**EXCERPTED TEXT:**
"""
Are there some baby delivery procedures that should be banned? A couple claims a forceps delivery crushed their baby's skull and caused brain death. Rachel Melancon and her fiancée Allen Coats just buried their baby daughter this weekend, five days after the infant's delivery. (Baby Olivia had been on life support.) Now Melancon and Coats are suing their obstetrician, Dr. George T. Backardjiev, for using forceps to deliver their daughter instead of doing a C-section, as Melancon claims she requested. And they're doing more -- they've posted a petition proposing the Olivia Law, which would ban the use of forceps in delivery.
Rachel Melancon is 4 feet, 11 inches and weighed just 95 pounds before her pregnancy, according to her Allen's mother, Angie Coats. Olivia weighed 7 pounds, 14.9 ounces and measured 22 inches long at birth. Rachel was worried about delivering the baby and carried Olivia past her Christmas Day due date. Angie told ABC News:
Rachel had a normal, healthy pregnancy and the day she went in to see if she could be induced, it was already after Christmas. The baby was so gigantic inside of her. She asked, "Can you please give me a C-section? This baby isn't coming out of me."
"""
**TRY IT:** Please translate this sentence from the forceps delivery article into Spanish: "Olivia weighed 7 pounds, 14.9 ounces and measured 22 inches long at birth."

Dataset entries:
"""
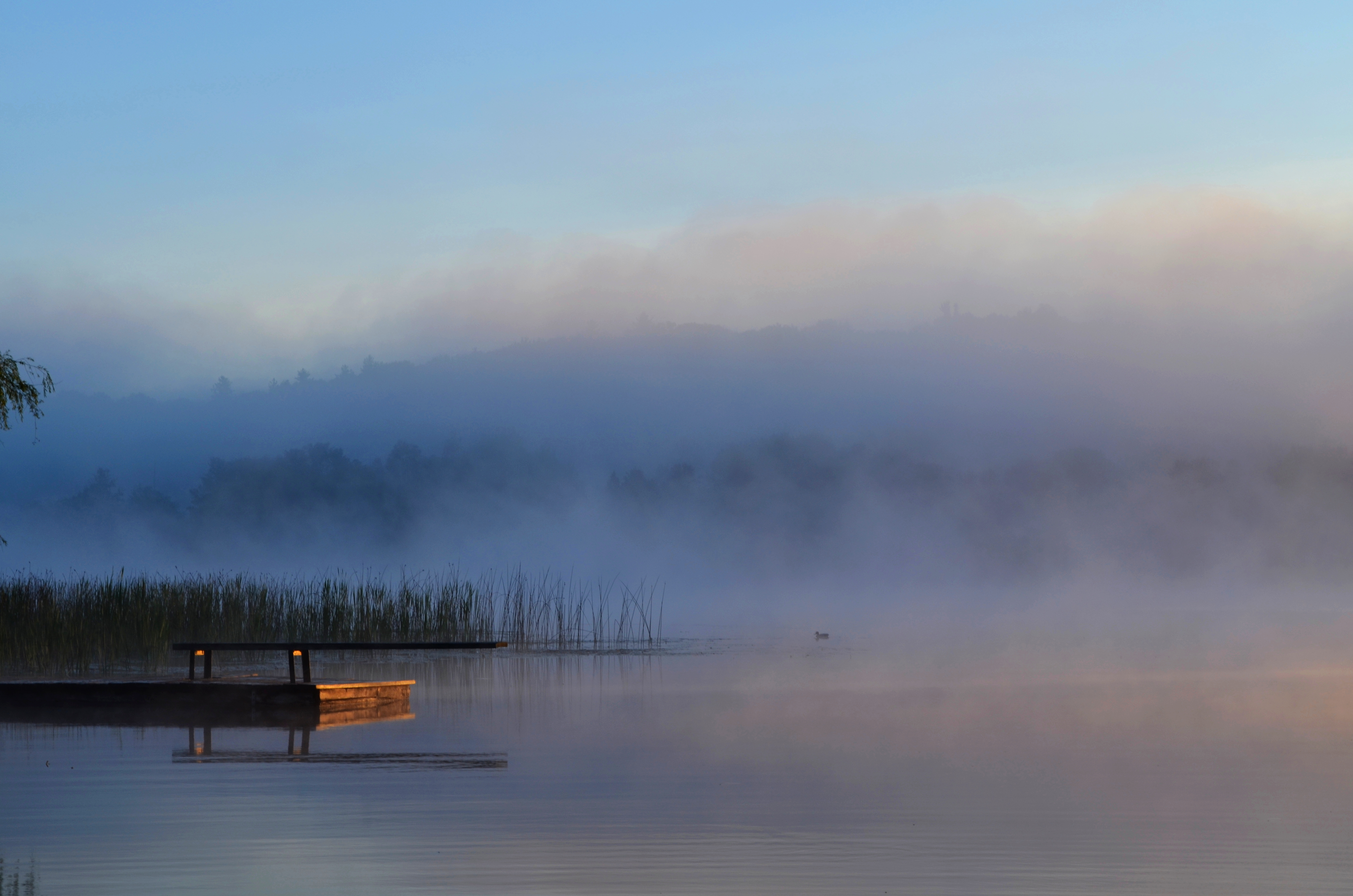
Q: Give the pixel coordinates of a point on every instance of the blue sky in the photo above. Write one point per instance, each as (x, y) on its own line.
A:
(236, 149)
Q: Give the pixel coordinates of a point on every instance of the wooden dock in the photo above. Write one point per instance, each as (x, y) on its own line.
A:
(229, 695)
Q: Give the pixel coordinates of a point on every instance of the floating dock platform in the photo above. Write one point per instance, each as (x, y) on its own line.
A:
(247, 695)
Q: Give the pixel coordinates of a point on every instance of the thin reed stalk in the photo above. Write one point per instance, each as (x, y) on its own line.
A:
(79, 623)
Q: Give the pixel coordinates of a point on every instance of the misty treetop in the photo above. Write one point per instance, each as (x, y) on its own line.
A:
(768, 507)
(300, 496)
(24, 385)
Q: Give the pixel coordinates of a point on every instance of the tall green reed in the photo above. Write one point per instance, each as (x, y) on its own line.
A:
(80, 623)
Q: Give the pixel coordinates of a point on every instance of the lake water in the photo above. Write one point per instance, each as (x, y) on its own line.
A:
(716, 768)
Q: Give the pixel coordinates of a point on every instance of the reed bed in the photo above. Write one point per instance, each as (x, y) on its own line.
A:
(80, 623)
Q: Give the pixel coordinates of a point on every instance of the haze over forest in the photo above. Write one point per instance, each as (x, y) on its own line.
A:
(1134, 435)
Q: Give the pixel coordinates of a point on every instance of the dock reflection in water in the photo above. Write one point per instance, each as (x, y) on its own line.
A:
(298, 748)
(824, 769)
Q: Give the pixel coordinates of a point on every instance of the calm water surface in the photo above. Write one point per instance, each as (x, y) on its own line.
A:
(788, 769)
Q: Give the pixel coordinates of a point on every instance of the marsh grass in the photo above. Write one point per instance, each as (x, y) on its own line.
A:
"""
"""
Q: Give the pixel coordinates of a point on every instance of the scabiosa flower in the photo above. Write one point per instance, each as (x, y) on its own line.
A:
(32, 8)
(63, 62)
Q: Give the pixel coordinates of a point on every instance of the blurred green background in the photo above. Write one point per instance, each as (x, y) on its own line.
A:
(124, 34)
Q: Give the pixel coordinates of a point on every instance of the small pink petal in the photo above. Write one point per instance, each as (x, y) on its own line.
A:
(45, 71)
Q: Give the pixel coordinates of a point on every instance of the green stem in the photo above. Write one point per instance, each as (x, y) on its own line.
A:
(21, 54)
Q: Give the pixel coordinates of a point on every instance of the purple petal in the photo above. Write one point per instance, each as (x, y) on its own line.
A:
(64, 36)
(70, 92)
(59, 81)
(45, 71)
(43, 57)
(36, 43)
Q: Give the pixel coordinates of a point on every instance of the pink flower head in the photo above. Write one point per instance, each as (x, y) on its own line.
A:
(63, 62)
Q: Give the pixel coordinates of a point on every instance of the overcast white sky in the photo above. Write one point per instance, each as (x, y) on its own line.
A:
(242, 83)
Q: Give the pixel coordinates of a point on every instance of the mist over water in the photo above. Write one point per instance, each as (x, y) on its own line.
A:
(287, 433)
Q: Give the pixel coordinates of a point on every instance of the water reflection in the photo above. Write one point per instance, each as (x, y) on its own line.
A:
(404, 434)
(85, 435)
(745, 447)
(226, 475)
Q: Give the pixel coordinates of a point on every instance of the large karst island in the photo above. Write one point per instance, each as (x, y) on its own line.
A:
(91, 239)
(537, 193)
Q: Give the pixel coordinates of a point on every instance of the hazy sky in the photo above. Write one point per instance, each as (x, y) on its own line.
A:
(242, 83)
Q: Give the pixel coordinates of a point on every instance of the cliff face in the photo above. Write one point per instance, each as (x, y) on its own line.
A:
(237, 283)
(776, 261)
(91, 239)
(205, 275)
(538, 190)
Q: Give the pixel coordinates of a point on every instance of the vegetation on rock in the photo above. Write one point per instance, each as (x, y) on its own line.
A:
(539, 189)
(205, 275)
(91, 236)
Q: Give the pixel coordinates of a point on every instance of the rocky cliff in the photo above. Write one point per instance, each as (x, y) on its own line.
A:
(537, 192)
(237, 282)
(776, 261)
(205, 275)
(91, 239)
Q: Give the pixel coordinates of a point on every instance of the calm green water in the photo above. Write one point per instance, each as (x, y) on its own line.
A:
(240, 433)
"""
"""
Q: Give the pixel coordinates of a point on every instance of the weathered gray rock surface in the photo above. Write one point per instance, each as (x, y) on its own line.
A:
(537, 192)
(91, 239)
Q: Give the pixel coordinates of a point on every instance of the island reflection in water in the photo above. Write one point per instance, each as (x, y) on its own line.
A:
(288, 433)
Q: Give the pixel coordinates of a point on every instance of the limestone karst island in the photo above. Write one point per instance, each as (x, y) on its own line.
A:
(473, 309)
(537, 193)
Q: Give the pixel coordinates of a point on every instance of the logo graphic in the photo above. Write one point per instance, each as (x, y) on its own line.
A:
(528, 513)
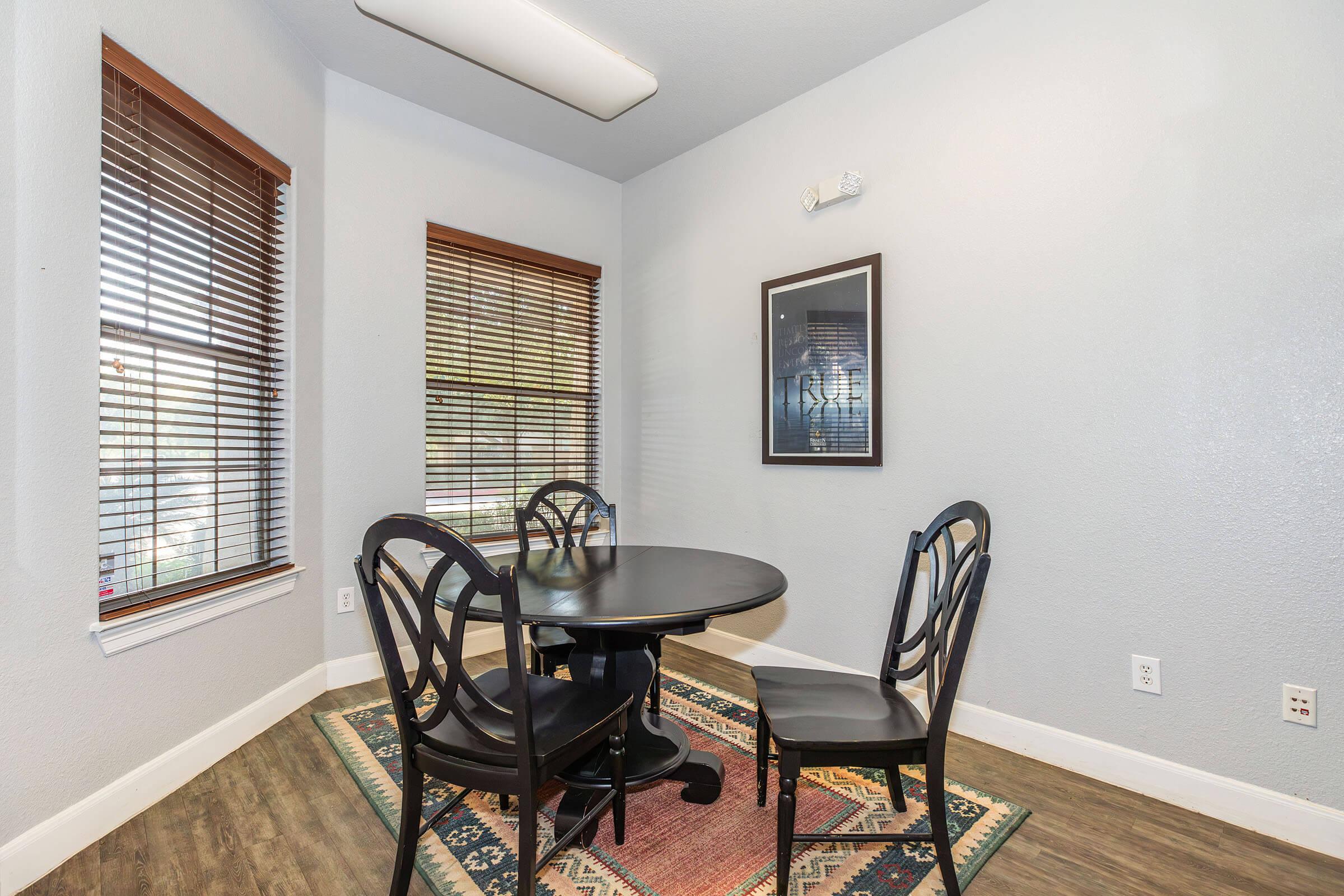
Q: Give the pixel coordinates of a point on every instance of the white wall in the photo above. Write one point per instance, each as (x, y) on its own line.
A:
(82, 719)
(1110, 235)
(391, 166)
"""
**OUTPUT FOR THIS TASK:** Olivia pesó 7 libras y 14,9 onzas y midió 22 pulgadas de largo al nacer.